**** EXCERPT TO READ ****

The last phrase is important for understanding how the phenomenology of film projection expresses for Cavell both the metaphysical isolation of the modern subject and its possible overcoming.

… If the reality that film holds before us is that of our own perceptual condition, then it opens the possibility of once again being present to self or acknowledging how we may again become present to ourselves. This is why Cavell emphasizes that “reproducing the world is the only thing film does automatically.” For these reasons, film may already be the emblem of skepticism in decline. The irony of this recognition now is that modernity may no longer characterize our modes of being or of looking. The possibility of recognizing photography’s deep connectedness with a way of being in the world is becoming more and more evident as that mode of existence is passing into something else, and as [analog] photography itself is on the wane.

… The modern ethical dilemma, then, is how to regain contact with this world, to overcome our distance from it and restore its knownness to us. We wish for the condition of viewing as such because this is our way of establishing and maintaining our connection to the world — by having views of it. And in having views in just this way, one that requests conviction in the prior existence of this world even if it is present to use only in images, brings us out of our private reflections and encourages us to consider again the world as such.

****

GIVEN PROBLEM:
Quote the passage on Cavell and film word for word, starting with "The last phrase" and going on through "its possible overcoming.".

**** GIVEN RECORDS ****

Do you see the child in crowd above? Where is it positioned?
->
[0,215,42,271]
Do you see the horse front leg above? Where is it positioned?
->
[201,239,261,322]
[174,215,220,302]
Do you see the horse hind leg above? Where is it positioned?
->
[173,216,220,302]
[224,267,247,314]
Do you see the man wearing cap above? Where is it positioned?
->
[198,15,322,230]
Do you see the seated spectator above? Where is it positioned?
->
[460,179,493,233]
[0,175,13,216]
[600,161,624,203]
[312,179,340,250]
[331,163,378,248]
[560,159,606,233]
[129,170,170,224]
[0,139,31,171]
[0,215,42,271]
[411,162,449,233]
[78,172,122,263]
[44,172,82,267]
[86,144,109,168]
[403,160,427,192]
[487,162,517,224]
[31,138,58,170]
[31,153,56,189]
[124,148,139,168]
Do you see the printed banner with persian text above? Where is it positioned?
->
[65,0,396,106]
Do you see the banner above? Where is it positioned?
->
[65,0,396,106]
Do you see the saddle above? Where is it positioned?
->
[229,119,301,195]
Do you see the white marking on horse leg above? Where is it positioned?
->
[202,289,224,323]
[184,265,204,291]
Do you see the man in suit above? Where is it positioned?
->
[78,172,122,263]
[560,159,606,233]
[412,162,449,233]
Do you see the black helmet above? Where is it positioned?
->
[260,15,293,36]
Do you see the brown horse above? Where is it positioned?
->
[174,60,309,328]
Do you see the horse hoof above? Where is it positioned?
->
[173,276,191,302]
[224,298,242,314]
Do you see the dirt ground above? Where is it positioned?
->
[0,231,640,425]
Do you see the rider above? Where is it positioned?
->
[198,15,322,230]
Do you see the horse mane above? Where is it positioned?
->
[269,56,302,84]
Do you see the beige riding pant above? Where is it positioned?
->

****

ANSWER TO THIS TASK:
The last phrase is important for understanding how the phenomenology of film projection expresses for Cavell both the metaphysical isolation of the modern subject and its possible overcoming.